Your task is to copy every record exactly.

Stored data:

━━━━━━━━━━━━━━━━

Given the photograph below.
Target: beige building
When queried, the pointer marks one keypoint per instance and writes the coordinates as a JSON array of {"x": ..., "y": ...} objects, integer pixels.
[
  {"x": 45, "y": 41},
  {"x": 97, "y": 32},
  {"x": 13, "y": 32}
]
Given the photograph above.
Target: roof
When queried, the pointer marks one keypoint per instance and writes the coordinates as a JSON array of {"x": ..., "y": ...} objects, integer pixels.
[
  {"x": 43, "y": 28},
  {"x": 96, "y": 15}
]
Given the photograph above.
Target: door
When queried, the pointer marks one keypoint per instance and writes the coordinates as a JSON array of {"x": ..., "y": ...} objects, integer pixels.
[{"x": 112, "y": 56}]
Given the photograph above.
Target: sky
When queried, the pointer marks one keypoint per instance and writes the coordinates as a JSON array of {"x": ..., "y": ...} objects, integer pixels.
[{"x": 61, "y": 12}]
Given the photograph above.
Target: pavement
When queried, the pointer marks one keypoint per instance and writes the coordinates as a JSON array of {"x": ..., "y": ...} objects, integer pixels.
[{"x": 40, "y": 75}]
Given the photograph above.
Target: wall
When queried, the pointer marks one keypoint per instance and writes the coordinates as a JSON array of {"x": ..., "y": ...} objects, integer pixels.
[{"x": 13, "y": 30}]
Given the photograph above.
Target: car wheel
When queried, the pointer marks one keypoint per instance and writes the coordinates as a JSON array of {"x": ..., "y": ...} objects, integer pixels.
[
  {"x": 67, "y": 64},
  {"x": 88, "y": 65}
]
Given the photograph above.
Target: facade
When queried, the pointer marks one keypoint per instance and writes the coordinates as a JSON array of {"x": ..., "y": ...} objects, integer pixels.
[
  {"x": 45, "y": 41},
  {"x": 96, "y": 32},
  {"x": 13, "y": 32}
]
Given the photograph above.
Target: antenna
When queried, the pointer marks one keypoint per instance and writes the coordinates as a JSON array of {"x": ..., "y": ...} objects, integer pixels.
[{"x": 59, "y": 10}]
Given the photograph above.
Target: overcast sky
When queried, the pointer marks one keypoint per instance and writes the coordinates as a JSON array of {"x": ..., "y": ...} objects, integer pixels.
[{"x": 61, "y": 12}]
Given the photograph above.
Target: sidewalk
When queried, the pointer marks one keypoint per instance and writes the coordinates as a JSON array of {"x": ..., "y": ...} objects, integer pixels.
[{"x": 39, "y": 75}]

━━━━━━━━━━━━━━━━

● ANSWER BELOW
Given the photograph below.
Target: beige building
When queried, the pointer marks one keypoint per instance and writes the coordinates as a JSON array of {"x": ..., "y": ...} objects, integer pixels.
[
  {"x": 45, "y": 41},
  {"x": 97, "y": 32},
  {"x": 13, "y": 32}
]
Given the photograph above.
Target: roof
When queried, the pointer marks one keypoint per instance and writes the coordinates as a JSON array of {"x": ..., "y": ...} objects, integer pixels.
[
  {"x": 43, "y": 28},
  {"x": 96, "y": 15}
]
Given the photograph above.
Target: door
When queried, the pointer marks one keypoint per instance and writes the coordinates as a JSON array of {"x": ..., "y": ...} objects, integer pixels.
[{"x": 112, "y": 56}]
Given the photograph above.
Target: sky
When queried, the pointer marks one keypoint per instance and writes the coordinates as a JSON array of {"x": ..., "y": ...} objects, integer pixels.
[{"x": 61, "y": 12}]
Given the photograph above.
Target: pavement
When queried, the pointer marks one keypoint per instance and writes the coordinates as a JSON array of {"x": ..., "y": ...} objects, integer pixels.
[{"x": 40, "y": 75}]
Given the photograph above.
Target: wall
When queried, the pointer marks one keypoint per instance and writes the coordinates as a JSON array of {"x": ..., "y": ...} objects, integer pixels.
[{"x": 13, "y": 30}]
Given the photograph above.
Target: car wheel
When queried, the pointer marks one keypoint per instance and writes the coordinates as a JSON array of {"x": ..., "y": ...} objects, integer pixels.
[
  {"x": 67, "y": 64},
  {"x": 88, "y": 65}
]
Given the photograph above.
Target: facade
When queried, the pointer marks one keypoint per instance and writes the coordinates as a JSON array of {"x": ..., "y": ...} objects, integer pixels.
[
  {"x": 45, "y": 41},
  {"x": 96, "y": 32},
  {"x": 13, "y": 32}
]
Given the photograph above.
Target: antenna
When queried, the pointer marks one keypoint per instance and writes the coordinates as a JSON array of {"x": ..., "y": ...} objects, integer pixels.
[{"x": 59, "y": 10}]
Given the photograph above.
Target: overcast sky
When queried, the pointer marks one keypoint per instance and writes the coordinates as a JSON array of {"x": ..., "y": ...} objects, integer pixels.
[{"x": 61, "y": 12}]
Given the photograph above.
Target: sidewalk
When queried, the pointer marks one keypoint per instance and writes the coordinates as a JSON array of {"x": ..., "y": ...} objects, integer pixels.
[{"x": 39, "y": 75}]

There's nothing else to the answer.